SEGMENT DE TEXTE:
La montée des expertises dans la matrice citoyenne mondiale permet de construire un monde meilleur.

La prise en charge continue et collective de nombreux nouveaux savoirs forge des valeurs citoyennes de responsabilité intellectuelle et de solidarité universelle. Ainsi, nous entrons dans l’ère des mêmes droits pour chaque homme.

Activer la responsabilité et la solidarité

Le Conseil des droits de l’homme des Nations unies, organe intergouvernemental sur toutes les questions y afférant, a vu le jour en 2006. Succédant à la Commission des droits de l’homme des Nations unies, disparue en raison de blocages politiques, le Conseil a su trouver les mécanismes institutionnels lui permettant de dynamiser le multilatéralisme et de remplir ses fonctions en évitant les impasses qui ont signé l’arrêt de mort de son prédécesseur. Même si les recommandations formulées par le Conseil des Droits de l’Homme n’ont pas de caractère obligatoire, les coûts politiques de leur violation ne sont pas négligeables et limitent les marges des responsables politiques.

Le Règlement sanitaire international conclu en 2005, qui marque un véritable tournant de la sécurité sanitaire mondiale. L’interconnexion du monde l’expose en effet à des risques accrus en matière d’épidémies, d’accidents, de catastrophes naturelles, parmi d’autres urgences sanitaires. Or, il n’y a pas de pays, fût-il riche et « avancé », qui puisse se prémunir tout seul contre de tels risques sans coopérer avec les autres.

Ainsi, le Règlement sanitaire international est devenu un instrument international de première importance, en fournissant aux pays un cadre de collaboration pour « définir les risques et agir pour les endiguer et les combattre », représentant ainsi à la fois « une aspiration collective et une responsabilité mutuelle pour chaque pays ».

L’hyperspécialisation, qui oblige chacun à se focaliser sur des problèmes précis, éloigne du même coup des enjeux globaux et peut produire une perte de sens.

Les mécanismes de gouvernance à caractère représentatif restent imparfaits : ils laissent place à l’instrumentalisation des lieux de décisions par des intérêts particuliers ou privés. La conjugaison de l’apparence de favoritisme et de manque de courage peut atteindre la légitimité des organisations privées, publiques, et même intergouvernementales.

ENTRÉES FOURNIES:
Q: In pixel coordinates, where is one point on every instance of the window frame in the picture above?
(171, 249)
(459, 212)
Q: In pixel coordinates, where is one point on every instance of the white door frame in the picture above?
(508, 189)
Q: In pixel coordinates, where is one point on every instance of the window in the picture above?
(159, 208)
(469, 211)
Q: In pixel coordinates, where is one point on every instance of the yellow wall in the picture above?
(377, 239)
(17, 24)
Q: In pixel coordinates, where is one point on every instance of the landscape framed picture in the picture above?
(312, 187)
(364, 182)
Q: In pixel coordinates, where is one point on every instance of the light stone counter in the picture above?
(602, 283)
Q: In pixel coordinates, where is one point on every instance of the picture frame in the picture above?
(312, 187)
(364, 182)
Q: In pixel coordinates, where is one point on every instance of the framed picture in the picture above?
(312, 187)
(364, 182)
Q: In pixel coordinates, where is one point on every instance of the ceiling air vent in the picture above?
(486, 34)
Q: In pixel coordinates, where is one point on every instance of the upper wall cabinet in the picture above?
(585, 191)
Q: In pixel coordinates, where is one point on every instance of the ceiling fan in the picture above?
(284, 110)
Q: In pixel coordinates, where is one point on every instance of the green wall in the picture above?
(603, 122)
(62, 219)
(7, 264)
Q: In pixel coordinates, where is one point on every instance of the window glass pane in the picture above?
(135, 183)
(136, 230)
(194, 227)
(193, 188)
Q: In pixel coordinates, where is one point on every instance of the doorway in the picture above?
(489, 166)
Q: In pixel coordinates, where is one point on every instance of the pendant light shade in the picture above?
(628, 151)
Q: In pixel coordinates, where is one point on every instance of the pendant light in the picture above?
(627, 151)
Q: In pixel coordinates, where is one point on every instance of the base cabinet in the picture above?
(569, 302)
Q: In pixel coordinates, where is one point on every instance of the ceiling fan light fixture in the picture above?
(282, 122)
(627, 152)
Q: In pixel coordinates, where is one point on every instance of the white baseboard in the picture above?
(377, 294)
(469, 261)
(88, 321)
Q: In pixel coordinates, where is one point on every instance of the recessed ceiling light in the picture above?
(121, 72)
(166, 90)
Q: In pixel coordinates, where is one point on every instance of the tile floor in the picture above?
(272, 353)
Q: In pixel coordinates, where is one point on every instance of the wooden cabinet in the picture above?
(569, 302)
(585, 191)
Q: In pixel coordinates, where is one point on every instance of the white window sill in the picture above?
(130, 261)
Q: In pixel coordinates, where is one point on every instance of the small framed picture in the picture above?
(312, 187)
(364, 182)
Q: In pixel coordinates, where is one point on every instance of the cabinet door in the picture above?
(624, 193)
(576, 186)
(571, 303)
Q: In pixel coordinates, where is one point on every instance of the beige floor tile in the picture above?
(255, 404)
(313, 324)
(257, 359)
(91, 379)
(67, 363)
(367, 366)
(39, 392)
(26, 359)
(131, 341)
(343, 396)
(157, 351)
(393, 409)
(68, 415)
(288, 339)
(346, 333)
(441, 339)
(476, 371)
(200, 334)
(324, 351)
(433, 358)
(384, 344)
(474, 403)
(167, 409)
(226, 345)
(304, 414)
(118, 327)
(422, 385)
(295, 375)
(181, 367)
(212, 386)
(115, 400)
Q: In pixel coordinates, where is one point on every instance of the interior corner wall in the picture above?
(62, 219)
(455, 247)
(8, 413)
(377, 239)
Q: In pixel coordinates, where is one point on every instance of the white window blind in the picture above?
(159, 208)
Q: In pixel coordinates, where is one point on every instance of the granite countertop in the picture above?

TÂCHES À RÉALISER:
a - Extrayez toutes les lignes des entrées qui contiennent la chaîne « tile », en tenant compte de la casse.
b - Poursuivez le texte sur la responsabilité et la solidarité dans la gouvernance mondiale à partir de sa dernière phrase.

RÉPONSES AUX TÂCHES:
a -
Q: In pixel coordinates, where is one point on every instance of the tile floor in the picture above?
Q: In pixel coordinates, where is one point on every instance of the beige floor tile in the picture above?

b -
Morcellement des institutions internationales

Décriés pour déficit de transparence et de démocratie, ainsi que par l’échec de certaines de leurs préconisations, le Fonds monétaire international et la Banque mondiale sont mis en cause quant à leur finalité et leurs modes d’intervention. Les instances décisionnelles de ces deux institutions sont dominées par les pays dits « industrialisés » du G7, qui en sont les plus grands contributeurs : ils déterminent les politiques à suivre sans que les pays pauvres ou dits « en développement » puissent être consultés. Or, les échecs récurrents des pays désignés comme les « bons élèves », ainsi que l’insuffisance des indicateurs utilisés pour mesurer la performance des pays, ont fini par entamer leur crédibilité auprès de la population mondiale.

En conséquence, sept pays d’Amérique du Sud ont décidé de créer leur propre fonds de développement, destiné à se substituer à ces institutions, afin de promouvoir un développement régional endogène : la « Banque du Sud » a ainsi commencé à opérer en 2007 dans le but de réduire la dépendance du continent par rapport aux instances financières internationales dominantes. Elle est administrée par un Conseil composé par les ministres de l’Economie des pays membres, qui sont l’Argentine, la Bolivie, le Brésil, l’Equateur, le Paraguay, l’Uruguay et le Venezuela.

Dans le même esprit, les puissances émergentes des BRICS (Brésil, Russie, Inde, Chine, Afrique du Sud) ont créé en juillet 2 014 une Banque de Développement.

Trois mois plus tard, en octobre 2014, la Chine et vingt autres pays de la région ont signé un protocole visant à établir en Asie une Banque Régionale pour financer les infrastructures, conçue comme un contrepoids à la Banque Mondiale.

 

Pire encore : afficher un projet mondial humaniste tout en œuvrant dans les faits dans le sens de ses propres intérêts particuliers.  S’il ne nuit pas toujours à leur propre part de marché, le décalage entre le dire et le faire de certaines grandes entreprises percute la culture mondiale et promeut le cynisme à grande échelle. Il trace la voix aux désabusés habiles pour travestir leurs ambitions personnelles ou corporatistes sous de nobles déclarations.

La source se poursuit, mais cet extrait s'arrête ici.